- [DOCUMENT SECTION]:
>> Begin

‘Add To or Take Away’ what from what?
As we travel down the road of our faith walk, there are many questions that present themselves along the way that may not seem to have a cut-and-dried, ‘chapter and verse’ answer. And yet, as we study the Scriptures under the tutelage of the Holy Spirit, things can become clear under the light of His presence and the dots begin to ‘connect themselves’. No, we are not advocating ‘reading between the lines’. For since there is literally nothing ‘between the lines’ but blank space, that leaves the door open for just about anything to wander in, if you get our drift.
One set of questions that comes up from time to time falls under the heading of ‘Adding to and taking from’. But adding to or taking away what from what? That might not sound like good grammar, but it’s a legitimate question. Is it ok to observe celebrations that are not commanded in Scripture? Is it a sin to observe Purim? What about Channukah? Is 4th of July and Thanksgiving evil? What about the secular ‘new year’? If you’re married, ignoring a birthday or anniversary could possibly cause bodily harm. And what about Mother’s Day or Father’s Day? Are they a violation of The Word? And of course, the biggie, is it wrong to worship on Sunday? So what CAN I do and what ACTUALLY constitutes, from a Biblically contextual perspective, ‘adding to and taking from’? Well, let’s look at What The Word Says.

>> End

- [WHAT YOU WILL DO]:
#1 In the paragraph of the piece on adding to and taking from Scripture that begins "As we travel down the road of our faith walk," list every phrase set off in single quotation marks.
#2 Write the next part of the piece on adding to and taking from Scripture, picking up from its final sentence.

- [DATA PROVIDED]:

>> Begin

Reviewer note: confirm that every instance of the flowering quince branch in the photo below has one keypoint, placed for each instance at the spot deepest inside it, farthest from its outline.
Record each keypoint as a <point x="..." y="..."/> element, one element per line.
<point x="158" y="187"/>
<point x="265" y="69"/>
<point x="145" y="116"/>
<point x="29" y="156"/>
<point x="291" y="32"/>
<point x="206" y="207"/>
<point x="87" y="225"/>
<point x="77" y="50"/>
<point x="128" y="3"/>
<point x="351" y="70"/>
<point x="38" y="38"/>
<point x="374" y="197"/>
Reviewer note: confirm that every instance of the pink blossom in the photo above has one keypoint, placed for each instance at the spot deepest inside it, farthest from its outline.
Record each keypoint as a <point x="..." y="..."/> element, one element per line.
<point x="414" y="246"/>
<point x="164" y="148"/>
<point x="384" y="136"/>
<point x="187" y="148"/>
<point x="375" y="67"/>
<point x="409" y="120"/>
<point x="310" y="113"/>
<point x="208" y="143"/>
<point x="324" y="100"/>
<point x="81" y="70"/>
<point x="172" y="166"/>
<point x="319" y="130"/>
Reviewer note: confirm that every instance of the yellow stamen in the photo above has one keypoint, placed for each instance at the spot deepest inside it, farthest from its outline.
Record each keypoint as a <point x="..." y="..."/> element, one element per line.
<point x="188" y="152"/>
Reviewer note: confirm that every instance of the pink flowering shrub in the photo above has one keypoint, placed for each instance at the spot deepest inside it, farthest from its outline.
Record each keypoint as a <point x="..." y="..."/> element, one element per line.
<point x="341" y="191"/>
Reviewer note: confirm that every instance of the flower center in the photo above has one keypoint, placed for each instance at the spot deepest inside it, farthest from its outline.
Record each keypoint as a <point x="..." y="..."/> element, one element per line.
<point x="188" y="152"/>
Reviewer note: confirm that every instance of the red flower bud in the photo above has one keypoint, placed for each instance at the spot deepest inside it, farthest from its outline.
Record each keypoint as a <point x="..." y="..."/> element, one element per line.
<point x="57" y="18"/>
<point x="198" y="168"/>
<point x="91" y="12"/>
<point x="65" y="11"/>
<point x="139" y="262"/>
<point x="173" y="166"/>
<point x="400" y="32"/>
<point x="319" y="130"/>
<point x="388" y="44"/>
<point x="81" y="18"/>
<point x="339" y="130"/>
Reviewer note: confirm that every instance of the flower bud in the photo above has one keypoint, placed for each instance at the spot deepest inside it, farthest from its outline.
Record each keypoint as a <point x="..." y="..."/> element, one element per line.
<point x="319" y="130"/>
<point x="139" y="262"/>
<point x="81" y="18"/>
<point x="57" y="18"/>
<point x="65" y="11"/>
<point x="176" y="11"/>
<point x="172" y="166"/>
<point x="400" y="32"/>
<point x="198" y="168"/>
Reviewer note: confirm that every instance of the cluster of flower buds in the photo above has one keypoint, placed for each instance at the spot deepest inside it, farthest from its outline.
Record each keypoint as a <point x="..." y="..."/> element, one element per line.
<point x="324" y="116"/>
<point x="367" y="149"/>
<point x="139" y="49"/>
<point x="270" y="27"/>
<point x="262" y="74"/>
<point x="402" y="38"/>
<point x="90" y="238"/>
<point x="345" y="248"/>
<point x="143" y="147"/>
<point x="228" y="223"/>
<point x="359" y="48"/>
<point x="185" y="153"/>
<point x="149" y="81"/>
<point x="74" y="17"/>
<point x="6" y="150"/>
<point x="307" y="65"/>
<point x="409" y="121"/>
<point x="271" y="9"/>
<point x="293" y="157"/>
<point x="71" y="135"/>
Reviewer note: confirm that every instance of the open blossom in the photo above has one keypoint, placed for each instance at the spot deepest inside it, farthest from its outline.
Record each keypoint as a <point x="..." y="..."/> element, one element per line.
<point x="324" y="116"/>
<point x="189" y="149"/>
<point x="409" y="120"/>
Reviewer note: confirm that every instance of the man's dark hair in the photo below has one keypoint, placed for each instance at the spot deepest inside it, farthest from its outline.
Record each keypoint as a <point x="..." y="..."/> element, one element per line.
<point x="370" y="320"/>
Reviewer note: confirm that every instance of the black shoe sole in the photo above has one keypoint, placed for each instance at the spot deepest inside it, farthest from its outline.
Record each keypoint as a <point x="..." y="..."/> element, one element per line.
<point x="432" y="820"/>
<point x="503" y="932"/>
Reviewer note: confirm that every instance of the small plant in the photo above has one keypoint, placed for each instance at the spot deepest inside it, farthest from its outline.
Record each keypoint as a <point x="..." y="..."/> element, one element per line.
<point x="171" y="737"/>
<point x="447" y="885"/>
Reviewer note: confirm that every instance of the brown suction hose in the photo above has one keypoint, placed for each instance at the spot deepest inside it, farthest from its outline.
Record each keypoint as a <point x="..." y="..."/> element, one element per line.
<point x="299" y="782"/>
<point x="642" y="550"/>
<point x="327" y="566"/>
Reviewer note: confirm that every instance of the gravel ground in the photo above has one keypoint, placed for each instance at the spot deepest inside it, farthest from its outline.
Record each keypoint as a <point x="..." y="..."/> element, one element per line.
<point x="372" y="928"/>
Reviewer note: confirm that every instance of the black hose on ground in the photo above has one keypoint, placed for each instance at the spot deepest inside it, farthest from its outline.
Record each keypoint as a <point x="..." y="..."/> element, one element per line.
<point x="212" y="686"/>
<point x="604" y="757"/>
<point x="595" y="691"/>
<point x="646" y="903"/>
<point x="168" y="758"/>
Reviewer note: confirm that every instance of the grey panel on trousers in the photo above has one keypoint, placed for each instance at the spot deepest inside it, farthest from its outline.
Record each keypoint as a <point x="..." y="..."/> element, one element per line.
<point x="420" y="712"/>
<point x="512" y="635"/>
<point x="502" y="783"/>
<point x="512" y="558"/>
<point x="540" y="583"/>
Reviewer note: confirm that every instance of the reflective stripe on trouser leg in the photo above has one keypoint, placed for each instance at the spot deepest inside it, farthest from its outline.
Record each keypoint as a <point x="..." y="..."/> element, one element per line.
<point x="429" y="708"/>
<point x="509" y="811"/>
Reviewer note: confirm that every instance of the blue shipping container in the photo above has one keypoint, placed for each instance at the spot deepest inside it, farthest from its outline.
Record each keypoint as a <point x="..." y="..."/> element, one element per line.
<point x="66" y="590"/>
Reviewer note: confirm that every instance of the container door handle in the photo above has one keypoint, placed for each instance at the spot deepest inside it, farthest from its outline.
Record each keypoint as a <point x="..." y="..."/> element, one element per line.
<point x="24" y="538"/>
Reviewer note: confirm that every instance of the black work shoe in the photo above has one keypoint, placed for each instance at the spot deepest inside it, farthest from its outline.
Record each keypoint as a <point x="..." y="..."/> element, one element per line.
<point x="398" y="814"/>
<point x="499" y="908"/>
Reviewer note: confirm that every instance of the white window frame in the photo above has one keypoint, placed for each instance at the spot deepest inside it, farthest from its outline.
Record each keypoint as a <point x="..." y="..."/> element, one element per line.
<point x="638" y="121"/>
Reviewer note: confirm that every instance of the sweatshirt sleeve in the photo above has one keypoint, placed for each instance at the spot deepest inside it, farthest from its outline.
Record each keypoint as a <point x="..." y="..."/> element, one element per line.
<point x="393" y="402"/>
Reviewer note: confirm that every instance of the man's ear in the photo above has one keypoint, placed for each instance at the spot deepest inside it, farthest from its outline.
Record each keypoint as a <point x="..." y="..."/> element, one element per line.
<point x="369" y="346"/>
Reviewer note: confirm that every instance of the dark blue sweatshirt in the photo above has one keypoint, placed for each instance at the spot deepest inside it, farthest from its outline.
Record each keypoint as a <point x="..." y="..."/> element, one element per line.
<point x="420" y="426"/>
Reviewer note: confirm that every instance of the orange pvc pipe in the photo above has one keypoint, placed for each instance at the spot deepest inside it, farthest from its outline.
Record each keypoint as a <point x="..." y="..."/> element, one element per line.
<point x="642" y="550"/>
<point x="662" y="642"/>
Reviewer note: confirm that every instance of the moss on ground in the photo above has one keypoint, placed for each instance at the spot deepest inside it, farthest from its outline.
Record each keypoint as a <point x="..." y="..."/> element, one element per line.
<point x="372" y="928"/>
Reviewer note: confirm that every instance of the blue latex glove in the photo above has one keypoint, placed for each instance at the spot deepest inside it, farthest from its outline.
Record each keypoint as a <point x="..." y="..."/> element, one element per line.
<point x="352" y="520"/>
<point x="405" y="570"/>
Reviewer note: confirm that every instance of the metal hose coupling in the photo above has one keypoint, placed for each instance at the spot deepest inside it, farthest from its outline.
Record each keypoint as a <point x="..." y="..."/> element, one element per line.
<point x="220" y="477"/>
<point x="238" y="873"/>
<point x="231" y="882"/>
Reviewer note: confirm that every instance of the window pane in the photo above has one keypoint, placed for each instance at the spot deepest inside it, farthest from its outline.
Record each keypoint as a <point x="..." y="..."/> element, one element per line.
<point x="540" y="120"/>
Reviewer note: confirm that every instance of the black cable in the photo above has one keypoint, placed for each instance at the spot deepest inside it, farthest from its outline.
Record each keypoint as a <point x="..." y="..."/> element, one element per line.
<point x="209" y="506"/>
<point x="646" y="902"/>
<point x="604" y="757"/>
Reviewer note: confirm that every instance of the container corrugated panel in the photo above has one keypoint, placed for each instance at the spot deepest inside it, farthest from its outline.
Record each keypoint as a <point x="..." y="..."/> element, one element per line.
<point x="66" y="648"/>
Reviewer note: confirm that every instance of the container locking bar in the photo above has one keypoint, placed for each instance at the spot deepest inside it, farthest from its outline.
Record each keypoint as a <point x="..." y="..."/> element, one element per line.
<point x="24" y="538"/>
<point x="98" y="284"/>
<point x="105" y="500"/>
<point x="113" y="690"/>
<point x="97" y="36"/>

>> End

- [EXPECTED OUTPUTS]:
#1
- chapter and verse
- connect themselves
- reading between the lines
- between the lines

#2
First, let’s find the passages that give us this directive. In Deut 12:22, Moses is giving last minute instructions and reminders to the people of Israel before they enter the Land of promise. He makes this emphatic statement – ‘whatsoever I have commanded you, do it; adding nothing to it nor taking anything away.’ It should be clear from the passage above that the subject that is not to be ‘added to or diminished’ is the body of commandments given by God through Moses. We also see a similar edict in the book of the Revelation, chapter 22, verses 18-19. But as we read this passage, we realize it is specific in this case to the prophecies in this Book of the Revelation. But the shadow of this theme is still present and relevant – ‘do not add to My Word or diminish it’, says our Father. But again the question presents itself – what constitutes ‘adding to or taking from’?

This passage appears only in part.